▶ Vorgegebener Text
+++

© JUNGE FREIHEIT Verlag GmbH & Co. www.jungefreiheit.de 49/17 / 01. Dezember 2017

Terror total
Ägypten: Nach dem blutigen Terroranschlag auf dem Sinai will Kairo die islamistischen Täter mit „eiserner Faust“ bekämpfen
Marc Zoellner

Die ersten Armeehubschrauber starteten noch in der Nacht zum vergangenen Samstag. Hunderte Infanteristen, berichtet der Dubaier Nachrichtensender al-Arabiya, ließen sich in der ägyptisch-palästinensischen Grenzstadt Rafah absetzen, wo sich neben mutmaßlichen Verstecken militanter Islamisten auch eine signifikante Anzahl an Schmugglertunneln in den Gazastreifen befindet, um in einer konzertierten Aktion mehrere Lagerhallen und Wohngebäude zu erstürmen. Gleichzeitig bombardierten Kampfflugzeuge ein halbes Dutzend mobiler Ziele unweit der kleinen Siedlung im Zentrum der spärlich besiedelten, von Wüsten, Wadis und schroffen Gebirgszügen geprägten Halbinsel Sinai.

Höchstpersönlich hatte Abd al-Fattah as-Sisi den nächtlichen Einsatz seines Militärs angeordnet und auch überwacht. „Mit eiserner Faust“, so der ägyptische Präsident, werde die ägyptische Armee jene verfolgen, die sich für den blutigen Anschlag auf die Al-Rawda-Moschee im Norden des Sinai, bei welchem mindestens 305 Menschen ermordet und über 130 weitere zum Teil schwer verletzt wurden, verantwortlich zeigten.

+++

▶ Datenauszug
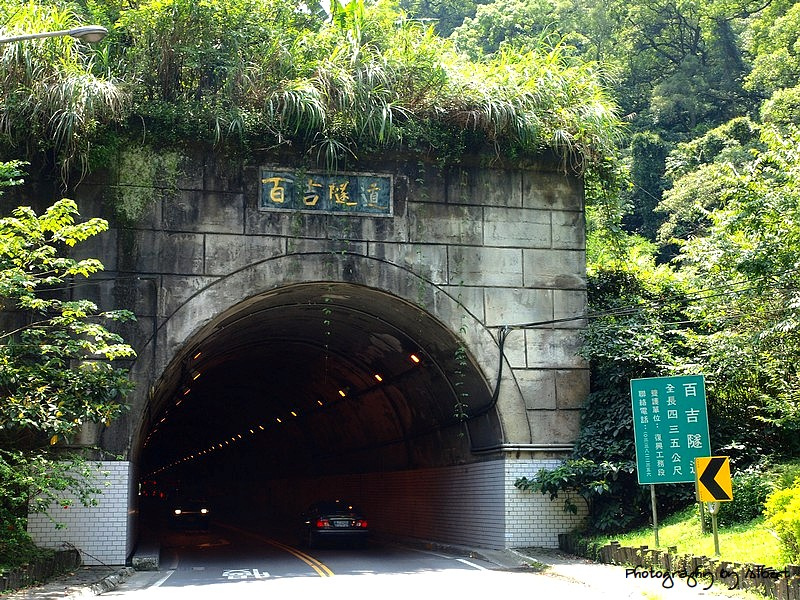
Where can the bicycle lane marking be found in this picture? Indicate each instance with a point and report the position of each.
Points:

+++

▶ Aufgaben
1) Fasse im Artikel über den Terroranschlag auf dem Sinai den Absatz, der mit „Die ersten Armeehubschrauber starteten“ beginnt, als kurze Stichpunktliste zusammen und behalte dabei die wichtigsten Fakten.
2) Beantworte anhand des Artikels über den Terroranschlag auf dem Sinai diese Fragen:
(a) Welcher Nachrichtensender berichtete über den Einsatz der Infanteristen?
(b) Wer ordnete den nächtlichen Einsatz des Militärs an?
(c) Wie viele Menschen wurden bei dem Anschlag auf die Al-Rawda-Moschee mindestens ermordet?
3) Schreibe den Artikel über den Terroranschlag auf dem Sinai im Anschluss an seinen letzten Satz weiter.
Die Daten haben mit dem Text nichts zu tun und kommen aus einer anderen Quelle.

▶ Lösungen
1)
- Die ersten Armeehubschrauber starteten noch in der Nacht zum vergangenen Samstag.
- Laut al-Arabiya wurden Hunderte Infanteristen in Rafah abgesetzt, der ägyptisch-palästinensischen Grenzstadt.
- In Rafah gibt es mutmaßliche Verstecke militanter Islamisten und viele Schmugglertunnel in den Gazastreifen.
- Die Soldaten stürmten in einer gemeinsamen Aktion mehrere Lagerhallen und Wohngebäude.
- Gleichzeitig bombardierten Kampfflugzeuge ein halbes Dutzend mobiler Ziele in der Nähe der kleinen Siedlung auf der Halbinsel Sinai.

2)
(a) Der Dubaier Nachrichtensender al-Arabiya.
(b) Der ägyptische Präsident Abd al-Fattah as-Sisi.
(c) Mindestens 305 Menschen.

3)
Verlorener Aufstand 2011 Nährboden für den Terror 

„Dieses heimtückische, verabscheuungswürdige Werk spiegelt die Unmenschlichkeit seiner Täter wieder“, erklärte as-Sisi am Folgetag während der Verkündung einer dreitägigen Staatstrauer zum Andenken an die Opfer im Fernsehen. „Die Hand der Gerechtigkeit wird all jene erreichen, welche an diesem Angriff teilnahmen, ihn unterstützten, ihn finanzierten oder zu diesem anstifteten.“ Gut dreißig Islamisten, vermeldete das ägyptische Militär am selben Wochenende seinen Erfolg, seien während der beiden Aktionen eliminiert worden; außerdem mehrere Fahrzeuge zerstört, die während des Anschlags identifiziert worden seien.

Noch immer zeigt sich die ägyptische Gesellschaft schwer getroffen vom schrecklichsten Terrorakt in der jüngeren Geschichte ihres Landes. Auch wenn bislang kein Bekennerschreiben veröffentlicht worden ist, scheint klar, wessen Handschrift der Massenmord trägt: jene des Wilayat Sinai, des ägyptischen Ablegers der Terrorgruppe Islamischer Staat, welcher vorrangig auf der Halbinsel Sinai operiert und zwischen 1.000 und 8.000 aktive Kämpfer unter seinem Banner vereinen soll.

 Neben ausländischen Dschihadisten – Freiwilligen aus dem Gazastreifen sowie flüchtigen IS-Milizionären aus Syrien und dem Irak – rekrutiert sich das Wilayat bevorzugt aus den Reihen der heimischen Beduinenstämme, die sich seit Jahrzehnten bereits vom ägyptischen Staat wirtschaftlich marginalisiert sowie politisch entrechtet fühlen. Es profitiert von der lokalen Vernetzung und Ortskenntnis – und verdeutlicht, worin viele Analysten speziell nach dem Anschlag auf die Al-Rawda-Moschee sich einig zeigen: daß der Konflikt auf dem Sinai nicht militärisch beendet werden kann, da seine Ursachen weit tiefer liegen als nur in der oberflächlich zum Ausbruch kommenden Glaubensradikalisierung seiner Stämme.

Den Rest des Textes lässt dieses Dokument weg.